SOURCE DOCUMENT>
--- BEGIN ---
To the average person, the recent blow-up about Hugo Schwyzer’s feminist involvement has registered on the pop culture spectrum somewhere below what I had for breakfast. But, if you run in the Facebook and Twitter circles I run in, the drama seems to never cease. In a nutshell, a number of feminist blogs (and Facebook groups) have decided that, for a variety of reasons, he should be disqualified from discussing, advocating, writing, and teaching about feminism and women’s history. Read his thoughts on the subject here.

There’s a difference between pointing out structural inequality and discrimination and giving voice to personal pain, discomfort, or injustice.

I can write a paper about housing discrimination in Chicago, or the Civil Rights movement, or Gwendolyn Brooks, or explore the political, sociological, cultural histories of race and racial discrimination. I can’t, however, write about the experience of being discriminated against for being black, nor can I claim to understand the implications of such an experience.

I would be wary of any male feminists who began sentences with phrases like:

Women feel like…

Women should feel like…

Women think that…

Women act like….
--- END ---
TASKS FOR THIS EXERCISE>
1 - Can you repeat, word for word, the stretch of the blog excerpt on male feminism from "There’s a difference" through "such an experience."?
2 - Could you carry on the blog excerpt on male feminism, starting right after its last line?

RECORDS PROVIDED>
--- BEGIN ---
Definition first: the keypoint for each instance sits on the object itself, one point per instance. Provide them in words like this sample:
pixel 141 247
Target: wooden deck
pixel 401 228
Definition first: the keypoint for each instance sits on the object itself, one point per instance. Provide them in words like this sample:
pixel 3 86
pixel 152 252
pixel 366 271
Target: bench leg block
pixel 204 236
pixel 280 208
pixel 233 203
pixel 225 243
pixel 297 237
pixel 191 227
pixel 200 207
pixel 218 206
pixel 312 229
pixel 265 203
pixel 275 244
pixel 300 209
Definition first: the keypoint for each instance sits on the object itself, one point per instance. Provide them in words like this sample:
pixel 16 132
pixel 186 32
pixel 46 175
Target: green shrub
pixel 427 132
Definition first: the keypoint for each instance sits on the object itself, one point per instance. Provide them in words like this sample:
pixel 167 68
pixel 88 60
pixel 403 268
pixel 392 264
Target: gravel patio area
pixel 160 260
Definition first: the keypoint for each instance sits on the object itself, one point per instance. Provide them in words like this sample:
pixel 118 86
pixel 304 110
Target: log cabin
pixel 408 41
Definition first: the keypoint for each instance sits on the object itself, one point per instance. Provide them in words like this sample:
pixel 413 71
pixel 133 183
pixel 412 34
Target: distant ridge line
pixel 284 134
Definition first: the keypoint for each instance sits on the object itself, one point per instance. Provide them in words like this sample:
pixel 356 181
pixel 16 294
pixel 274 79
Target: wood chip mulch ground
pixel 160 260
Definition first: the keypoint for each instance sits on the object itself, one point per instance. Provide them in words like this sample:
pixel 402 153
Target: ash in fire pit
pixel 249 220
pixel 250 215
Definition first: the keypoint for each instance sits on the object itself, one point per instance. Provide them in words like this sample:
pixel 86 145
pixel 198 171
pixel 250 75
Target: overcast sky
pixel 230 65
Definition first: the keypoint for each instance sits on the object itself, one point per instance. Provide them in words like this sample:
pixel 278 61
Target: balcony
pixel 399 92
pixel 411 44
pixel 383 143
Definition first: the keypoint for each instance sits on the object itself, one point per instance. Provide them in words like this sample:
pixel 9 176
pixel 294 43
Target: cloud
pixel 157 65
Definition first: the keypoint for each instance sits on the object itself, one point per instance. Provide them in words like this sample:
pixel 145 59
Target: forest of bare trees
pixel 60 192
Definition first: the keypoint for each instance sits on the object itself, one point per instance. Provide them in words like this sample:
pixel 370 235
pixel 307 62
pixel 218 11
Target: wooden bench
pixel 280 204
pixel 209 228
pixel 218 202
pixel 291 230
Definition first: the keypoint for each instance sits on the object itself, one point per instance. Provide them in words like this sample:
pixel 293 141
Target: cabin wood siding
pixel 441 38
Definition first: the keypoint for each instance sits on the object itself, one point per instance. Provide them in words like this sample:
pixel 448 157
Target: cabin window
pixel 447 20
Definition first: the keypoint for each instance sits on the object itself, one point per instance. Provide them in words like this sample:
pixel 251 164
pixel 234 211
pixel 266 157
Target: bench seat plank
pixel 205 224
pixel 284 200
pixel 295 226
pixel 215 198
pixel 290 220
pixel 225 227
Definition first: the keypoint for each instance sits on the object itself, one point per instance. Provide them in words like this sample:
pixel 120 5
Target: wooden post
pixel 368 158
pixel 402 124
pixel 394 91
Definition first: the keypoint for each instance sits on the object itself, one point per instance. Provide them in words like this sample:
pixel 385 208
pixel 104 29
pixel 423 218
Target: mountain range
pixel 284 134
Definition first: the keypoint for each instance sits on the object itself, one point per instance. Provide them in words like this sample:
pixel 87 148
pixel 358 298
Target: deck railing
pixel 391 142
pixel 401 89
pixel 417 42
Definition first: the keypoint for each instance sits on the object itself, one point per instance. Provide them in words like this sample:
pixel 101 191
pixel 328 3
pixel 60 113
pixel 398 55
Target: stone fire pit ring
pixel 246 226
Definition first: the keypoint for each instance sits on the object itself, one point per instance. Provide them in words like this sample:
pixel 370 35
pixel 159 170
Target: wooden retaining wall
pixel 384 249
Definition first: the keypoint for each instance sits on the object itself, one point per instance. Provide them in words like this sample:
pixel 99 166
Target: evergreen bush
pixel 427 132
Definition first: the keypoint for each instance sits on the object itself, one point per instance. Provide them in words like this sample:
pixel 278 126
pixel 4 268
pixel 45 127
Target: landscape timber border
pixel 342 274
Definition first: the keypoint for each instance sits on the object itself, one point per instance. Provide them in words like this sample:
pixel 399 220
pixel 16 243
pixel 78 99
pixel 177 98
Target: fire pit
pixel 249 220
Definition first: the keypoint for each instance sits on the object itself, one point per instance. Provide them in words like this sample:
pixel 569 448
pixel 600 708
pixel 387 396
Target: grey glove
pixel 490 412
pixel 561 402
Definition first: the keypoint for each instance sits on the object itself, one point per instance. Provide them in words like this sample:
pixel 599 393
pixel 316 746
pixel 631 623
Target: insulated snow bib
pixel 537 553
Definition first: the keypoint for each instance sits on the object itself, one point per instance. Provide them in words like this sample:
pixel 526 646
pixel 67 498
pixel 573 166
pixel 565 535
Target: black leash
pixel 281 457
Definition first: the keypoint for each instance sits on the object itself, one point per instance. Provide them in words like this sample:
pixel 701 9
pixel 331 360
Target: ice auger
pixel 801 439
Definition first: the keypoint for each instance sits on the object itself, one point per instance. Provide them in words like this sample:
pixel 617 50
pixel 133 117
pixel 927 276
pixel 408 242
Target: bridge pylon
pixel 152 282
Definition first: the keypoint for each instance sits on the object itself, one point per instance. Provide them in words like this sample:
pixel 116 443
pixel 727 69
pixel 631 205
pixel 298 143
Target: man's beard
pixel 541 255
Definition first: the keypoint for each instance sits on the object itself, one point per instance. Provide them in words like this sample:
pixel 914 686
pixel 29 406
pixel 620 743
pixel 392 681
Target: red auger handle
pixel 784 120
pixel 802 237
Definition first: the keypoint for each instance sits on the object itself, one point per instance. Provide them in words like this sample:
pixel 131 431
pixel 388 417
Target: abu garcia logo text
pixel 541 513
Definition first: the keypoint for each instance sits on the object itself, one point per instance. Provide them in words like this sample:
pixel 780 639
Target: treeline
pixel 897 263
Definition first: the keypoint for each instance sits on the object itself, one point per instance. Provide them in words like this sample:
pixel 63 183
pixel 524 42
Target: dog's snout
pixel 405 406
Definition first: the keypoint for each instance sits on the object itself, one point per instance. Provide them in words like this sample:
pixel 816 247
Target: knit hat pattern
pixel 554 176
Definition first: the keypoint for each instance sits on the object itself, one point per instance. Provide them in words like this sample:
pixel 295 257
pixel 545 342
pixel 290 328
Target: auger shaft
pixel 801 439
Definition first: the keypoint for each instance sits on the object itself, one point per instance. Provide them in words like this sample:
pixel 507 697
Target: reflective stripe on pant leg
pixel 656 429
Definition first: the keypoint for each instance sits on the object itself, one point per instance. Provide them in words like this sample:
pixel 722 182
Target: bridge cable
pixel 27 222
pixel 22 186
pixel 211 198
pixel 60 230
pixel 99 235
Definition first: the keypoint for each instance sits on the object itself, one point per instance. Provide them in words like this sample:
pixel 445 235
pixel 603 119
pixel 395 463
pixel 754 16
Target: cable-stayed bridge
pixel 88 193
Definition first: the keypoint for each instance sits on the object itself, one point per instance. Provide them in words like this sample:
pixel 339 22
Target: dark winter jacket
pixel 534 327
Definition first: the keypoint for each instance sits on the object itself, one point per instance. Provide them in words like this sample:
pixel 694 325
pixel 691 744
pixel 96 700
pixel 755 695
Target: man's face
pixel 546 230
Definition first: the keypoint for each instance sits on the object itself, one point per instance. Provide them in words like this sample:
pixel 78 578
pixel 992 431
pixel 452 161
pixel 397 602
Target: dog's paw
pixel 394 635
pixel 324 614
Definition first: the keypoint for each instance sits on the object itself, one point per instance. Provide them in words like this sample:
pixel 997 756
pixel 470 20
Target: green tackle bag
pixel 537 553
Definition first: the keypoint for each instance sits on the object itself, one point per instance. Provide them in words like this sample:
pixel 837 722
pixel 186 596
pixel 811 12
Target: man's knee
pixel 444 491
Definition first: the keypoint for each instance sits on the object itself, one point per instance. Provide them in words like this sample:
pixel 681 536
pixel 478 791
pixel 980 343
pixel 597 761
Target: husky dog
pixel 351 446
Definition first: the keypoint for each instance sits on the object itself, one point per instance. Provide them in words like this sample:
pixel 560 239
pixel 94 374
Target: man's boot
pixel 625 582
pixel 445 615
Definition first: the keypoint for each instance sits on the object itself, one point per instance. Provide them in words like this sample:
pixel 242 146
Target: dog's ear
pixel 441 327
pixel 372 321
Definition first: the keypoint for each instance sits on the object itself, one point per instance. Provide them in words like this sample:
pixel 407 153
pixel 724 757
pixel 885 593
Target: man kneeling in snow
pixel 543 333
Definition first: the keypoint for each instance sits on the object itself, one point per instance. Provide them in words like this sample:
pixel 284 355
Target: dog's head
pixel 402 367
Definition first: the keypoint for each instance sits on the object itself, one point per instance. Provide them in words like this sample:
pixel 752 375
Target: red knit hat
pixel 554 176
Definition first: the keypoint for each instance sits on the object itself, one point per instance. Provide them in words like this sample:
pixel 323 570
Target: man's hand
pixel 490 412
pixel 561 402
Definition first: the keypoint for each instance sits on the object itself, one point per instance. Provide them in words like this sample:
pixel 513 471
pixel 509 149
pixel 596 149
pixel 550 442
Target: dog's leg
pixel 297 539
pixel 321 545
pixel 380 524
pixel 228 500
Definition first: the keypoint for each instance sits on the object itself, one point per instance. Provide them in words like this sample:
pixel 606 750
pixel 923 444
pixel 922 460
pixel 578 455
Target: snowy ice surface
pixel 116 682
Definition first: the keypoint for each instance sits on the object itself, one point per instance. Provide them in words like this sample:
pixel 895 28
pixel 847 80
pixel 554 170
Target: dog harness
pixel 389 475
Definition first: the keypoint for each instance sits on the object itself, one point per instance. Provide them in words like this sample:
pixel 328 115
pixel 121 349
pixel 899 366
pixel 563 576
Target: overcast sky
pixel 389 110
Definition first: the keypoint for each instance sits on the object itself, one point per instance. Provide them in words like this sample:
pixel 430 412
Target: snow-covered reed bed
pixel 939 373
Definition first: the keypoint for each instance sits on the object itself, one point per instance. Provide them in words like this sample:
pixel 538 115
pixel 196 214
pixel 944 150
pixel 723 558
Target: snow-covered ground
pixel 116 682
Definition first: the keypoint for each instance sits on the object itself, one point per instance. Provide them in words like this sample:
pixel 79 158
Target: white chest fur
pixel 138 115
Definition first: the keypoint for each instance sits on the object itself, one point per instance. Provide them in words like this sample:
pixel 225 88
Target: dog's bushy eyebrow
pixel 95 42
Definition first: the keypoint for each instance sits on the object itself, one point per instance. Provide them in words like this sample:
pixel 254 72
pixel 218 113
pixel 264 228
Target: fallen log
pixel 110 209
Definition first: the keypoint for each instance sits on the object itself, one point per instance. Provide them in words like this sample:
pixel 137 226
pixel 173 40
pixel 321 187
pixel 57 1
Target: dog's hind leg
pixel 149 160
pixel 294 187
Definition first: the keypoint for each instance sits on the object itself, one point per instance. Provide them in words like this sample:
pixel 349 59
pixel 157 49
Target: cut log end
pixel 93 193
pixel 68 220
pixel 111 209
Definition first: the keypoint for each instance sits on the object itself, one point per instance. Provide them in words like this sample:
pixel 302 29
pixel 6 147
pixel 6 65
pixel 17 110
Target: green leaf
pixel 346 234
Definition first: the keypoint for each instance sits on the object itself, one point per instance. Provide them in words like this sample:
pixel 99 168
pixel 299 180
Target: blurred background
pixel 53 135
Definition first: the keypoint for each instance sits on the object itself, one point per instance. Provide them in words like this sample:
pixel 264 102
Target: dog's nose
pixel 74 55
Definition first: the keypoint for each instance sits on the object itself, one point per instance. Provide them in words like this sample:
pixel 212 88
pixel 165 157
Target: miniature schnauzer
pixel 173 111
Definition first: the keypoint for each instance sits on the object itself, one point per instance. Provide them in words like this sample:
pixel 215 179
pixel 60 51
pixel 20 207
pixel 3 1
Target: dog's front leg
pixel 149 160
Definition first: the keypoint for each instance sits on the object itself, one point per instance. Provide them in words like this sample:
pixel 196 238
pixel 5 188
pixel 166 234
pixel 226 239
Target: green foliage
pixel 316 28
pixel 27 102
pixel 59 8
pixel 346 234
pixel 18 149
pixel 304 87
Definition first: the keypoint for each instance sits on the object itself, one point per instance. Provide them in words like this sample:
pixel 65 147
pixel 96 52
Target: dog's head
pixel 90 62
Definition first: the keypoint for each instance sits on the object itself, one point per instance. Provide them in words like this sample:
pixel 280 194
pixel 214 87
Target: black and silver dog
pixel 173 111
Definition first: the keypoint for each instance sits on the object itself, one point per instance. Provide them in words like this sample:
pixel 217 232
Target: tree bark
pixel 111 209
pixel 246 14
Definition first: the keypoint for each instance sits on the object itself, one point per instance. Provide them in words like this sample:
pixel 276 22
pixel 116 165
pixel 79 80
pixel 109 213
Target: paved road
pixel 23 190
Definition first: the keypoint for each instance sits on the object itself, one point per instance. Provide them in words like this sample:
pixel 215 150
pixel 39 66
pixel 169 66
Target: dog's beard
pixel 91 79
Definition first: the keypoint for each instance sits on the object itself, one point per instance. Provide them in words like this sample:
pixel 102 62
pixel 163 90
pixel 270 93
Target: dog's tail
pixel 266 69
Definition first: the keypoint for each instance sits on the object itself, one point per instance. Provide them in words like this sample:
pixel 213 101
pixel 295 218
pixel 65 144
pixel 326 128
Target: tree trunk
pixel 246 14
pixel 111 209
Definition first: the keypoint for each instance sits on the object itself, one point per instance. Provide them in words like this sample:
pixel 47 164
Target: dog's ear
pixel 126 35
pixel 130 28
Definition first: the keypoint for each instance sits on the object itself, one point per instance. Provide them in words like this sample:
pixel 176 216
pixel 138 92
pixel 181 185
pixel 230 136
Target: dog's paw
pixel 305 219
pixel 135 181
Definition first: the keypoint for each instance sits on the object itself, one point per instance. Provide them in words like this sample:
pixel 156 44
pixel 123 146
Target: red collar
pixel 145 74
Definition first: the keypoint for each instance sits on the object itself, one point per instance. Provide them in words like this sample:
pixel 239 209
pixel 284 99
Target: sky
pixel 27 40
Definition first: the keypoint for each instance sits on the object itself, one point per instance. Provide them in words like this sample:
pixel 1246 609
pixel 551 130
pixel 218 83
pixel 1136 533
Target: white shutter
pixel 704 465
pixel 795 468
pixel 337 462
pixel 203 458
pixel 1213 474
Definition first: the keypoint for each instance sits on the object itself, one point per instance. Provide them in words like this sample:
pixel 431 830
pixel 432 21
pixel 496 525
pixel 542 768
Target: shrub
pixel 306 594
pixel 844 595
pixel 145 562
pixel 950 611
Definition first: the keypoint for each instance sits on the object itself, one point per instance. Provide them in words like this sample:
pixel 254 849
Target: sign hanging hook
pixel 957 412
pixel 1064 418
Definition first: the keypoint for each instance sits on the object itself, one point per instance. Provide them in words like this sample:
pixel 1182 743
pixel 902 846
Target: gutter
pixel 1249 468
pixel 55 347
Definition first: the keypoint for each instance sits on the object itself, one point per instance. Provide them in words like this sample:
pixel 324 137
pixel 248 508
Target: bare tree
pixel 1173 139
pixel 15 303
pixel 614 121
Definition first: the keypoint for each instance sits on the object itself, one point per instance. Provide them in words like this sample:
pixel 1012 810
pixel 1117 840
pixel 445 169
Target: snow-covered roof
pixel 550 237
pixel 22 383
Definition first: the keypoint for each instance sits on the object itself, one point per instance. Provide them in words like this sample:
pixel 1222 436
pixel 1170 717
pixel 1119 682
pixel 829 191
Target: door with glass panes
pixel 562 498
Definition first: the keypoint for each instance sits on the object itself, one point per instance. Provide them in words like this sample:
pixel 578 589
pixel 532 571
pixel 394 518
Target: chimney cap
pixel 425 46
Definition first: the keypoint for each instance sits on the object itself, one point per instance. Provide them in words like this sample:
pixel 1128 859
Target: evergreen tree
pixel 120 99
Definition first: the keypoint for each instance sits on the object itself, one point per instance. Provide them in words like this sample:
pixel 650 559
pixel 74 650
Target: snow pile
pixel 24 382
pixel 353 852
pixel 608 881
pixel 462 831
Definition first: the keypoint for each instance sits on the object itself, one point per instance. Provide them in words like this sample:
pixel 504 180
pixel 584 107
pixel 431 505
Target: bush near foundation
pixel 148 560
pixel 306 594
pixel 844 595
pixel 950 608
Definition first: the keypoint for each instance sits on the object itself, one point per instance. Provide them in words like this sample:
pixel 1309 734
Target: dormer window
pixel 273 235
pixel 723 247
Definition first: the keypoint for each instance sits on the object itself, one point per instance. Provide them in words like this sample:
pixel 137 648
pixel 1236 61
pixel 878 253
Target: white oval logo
--- END ---
ANSWERS BELOW>
1 -
There’s a difference between pointing out structural inequality and discrimination and giving voice to personal pain, discomfort, or injustice.

I can write a paper about housing discrimination in Chicago, or the Civil Rights movement, or Gwendolyn Brooks, or explore the political, sociological, cultural histories of race and racial discrimination. I can’t, however, write about the experience of being discriminated against for being black, nor can I claim to understand the implications of such an experience.

2 -
I would find such overgeneralization and presumption offensive and belittling, regardless of the intentions of the speaker. That is not, nor has ever been, the attitude I have read in Hugo’s writings at Jezebel and the Good Men Project. That some feminists are suggesting that Hugo’s gender, complicated history with addiction, or what they perceive as self-aggrandizing style disqualifies him from the conversation does not jibe well with what I want from feminist discourse.

Feminism, like any movement, is a large, ungainly, and often controversial umbrella. I have been frustrated before by women who refused the title, but believe in the ideas, but I understand that the connotations it carries (earned or not) can be hard to swallow.

My feminism is about allowing individual desires to take precedence over societally proscribed roles and assumptions. It’s about men being nurses and teachers, women being firefighters and executives, but it’s also about giving boys and girls (and men and women) the complete spectrum of ways to be successful and saying, “the world is open to you, treat it well and do with it as you will.” Being a boy, or a girl, or gay, or straight, or something that is not so easily labeled, should not determine your path or limit your options.

My feminism has room in it for people like Hugo, and also people that disagree with Hugo. It has room for argument and debate, and complicated personal histories. It has room for nuance and complexity, and empathy for the difficult decisions we all make every day.

Related Post: I don’t like places that discriminate against my friends.

Related Post: So this is why people hate feminism?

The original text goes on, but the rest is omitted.